▶ Written instruction A
Transcribe the passage about gulab jamun cake starting at "Gulab Jamun is" and ending at "vanilla ice cream!".

▶ Excerpt
Gulab Jamun Cake

Gulab Jamun Cake

Gulab Jamun is a popular Indian dessert, a fried dough made of milk solids scented of rose and cardamom soaked in a floral syrup. It's all in the name, Gulab translating to 'flower' hinting at the fragrance from this dessert. The fried soaked Gulabs resembling Jamun an Indian fruit. I've taken the aromas and decadence from this dessert to bake into a cake! It's a sponge cake enhanced with milk and custard powder, lightened with heavy cream and soaked in the floral syrup. Enjoyed with tea or my favorite with a scoop of vanilla ice cream!

▶ The records
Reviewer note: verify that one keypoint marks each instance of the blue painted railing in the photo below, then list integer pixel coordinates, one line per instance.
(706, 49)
==
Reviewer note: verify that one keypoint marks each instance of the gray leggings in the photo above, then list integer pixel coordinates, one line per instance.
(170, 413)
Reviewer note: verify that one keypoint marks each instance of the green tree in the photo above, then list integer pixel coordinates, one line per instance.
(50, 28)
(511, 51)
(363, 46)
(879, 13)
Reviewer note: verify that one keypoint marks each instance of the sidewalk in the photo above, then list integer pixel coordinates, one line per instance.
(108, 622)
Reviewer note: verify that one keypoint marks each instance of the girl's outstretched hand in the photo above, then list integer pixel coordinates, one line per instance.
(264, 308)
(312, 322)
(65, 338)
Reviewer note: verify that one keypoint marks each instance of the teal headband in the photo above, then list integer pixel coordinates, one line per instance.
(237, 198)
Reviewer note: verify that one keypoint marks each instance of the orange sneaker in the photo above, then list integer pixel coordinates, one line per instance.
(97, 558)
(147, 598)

▶ Written instruction B
Pull out each line of the entries that contains the string "below".

▶ Response A
Gulab Jamun is a popular Indian dessert, a fried dough made of milk solids scented of rose and cardamom soaked in a floral syrup. It's all in the name, Gulab translating to 'flower' hinting at the fragrance from this dessert. The fried soaked Gulabs resembling Jamun an Indian fruit. I've taken the aromas and decadence from this dessert to bake into a cake! It's a sponge cake enhanced with milk and custard powder, lightened with heavy cream and soaked in the floral syrup. Enjoyed with tea or my favorite with a scoop of vanilla ice cream!

▶ Response B
Reviewer note: verify that one keypoint marks each instance of the blue painted railing in the photo below, then list integer pixel coordinates, one line per instance.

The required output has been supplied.